[ENTRIES SUPPLIED]
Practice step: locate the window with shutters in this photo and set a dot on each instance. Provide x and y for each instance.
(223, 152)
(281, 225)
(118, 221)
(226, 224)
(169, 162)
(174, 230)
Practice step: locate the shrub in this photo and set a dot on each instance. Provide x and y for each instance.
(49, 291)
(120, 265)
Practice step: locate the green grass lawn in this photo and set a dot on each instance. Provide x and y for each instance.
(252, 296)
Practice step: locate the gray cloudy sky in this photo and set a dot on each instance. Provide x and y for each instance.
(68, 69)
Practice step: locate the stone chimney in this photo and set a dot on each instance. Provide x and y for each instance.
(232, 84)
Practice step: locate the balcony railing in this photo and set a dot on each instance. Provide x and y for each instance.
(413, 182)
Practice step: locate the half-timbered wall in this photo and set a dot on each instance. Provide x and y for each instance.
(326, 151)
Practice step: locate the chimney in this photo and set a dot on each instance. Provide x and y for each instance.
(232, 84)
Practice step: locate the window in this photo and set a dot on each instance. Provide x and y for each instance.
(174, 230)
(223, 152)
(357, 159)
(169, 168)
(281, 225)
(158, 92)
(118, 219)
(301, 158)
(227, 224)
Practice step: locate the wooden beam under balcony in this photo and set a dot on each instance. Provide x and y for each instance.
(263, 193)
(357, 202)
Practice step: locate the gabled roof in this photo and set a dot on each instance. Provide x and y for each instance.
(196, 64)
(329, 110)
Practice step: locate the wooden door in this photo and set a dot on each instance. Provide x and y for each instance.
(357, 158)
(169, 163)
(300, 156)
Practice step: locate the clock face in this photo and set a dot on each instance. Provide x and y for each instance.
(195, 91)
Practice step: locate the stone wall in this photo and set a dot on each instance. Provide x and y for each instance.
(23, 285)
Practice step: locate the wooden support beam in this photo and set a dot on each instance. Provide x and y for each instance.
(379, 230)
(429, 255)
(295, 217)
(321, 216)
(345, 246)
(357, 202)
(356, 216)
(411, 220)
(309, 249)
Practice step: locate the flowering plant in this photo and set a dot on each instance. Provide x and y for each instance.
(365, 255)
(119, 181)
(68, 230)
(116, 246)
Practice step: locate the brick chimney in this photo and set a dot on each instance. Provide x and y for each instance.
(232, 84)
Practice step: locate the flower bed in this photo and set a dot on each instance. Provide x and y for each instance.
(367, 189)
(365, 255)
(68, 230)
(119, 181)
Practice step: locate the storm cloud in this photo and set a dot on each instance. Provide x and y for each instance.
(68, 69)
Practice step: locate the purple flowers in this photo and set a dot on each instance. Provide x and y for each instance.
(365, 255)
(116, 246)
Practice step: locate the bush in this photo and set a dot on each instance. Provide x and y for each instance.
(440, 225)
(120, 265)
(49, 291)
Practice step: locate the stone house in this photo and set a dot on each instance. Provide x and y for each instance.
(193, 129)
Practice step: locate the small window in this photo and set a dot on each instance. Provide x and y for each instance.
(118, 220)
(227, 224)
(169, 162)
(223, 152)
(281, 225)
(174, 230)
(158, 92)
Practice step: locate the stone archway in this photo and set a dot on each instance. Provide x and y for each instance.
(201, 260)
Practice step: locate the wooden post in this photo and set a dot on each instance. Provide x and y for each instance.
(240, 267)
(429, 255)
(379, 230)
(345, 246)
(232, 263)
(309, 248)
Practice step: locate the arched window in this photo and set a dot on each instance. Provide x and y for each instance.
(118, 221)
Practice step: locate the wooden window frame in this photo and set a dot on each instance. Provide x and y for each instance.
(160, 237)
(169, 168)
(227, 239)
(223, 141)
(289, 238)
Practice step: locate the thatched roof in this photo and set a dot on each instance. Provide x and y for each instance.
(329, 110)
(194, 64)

[ACTIVITY]
Once the line with "Practice step: locate the thatched" has been found in the records above, retype it and every line after it exactly, and include nothing else.

[WRITTEN RESPONSE]
Practice step: locate the thatched roof in this photo and set a dot on each instance. Provide x and y for each instance.
(329, 110)
(194, 64)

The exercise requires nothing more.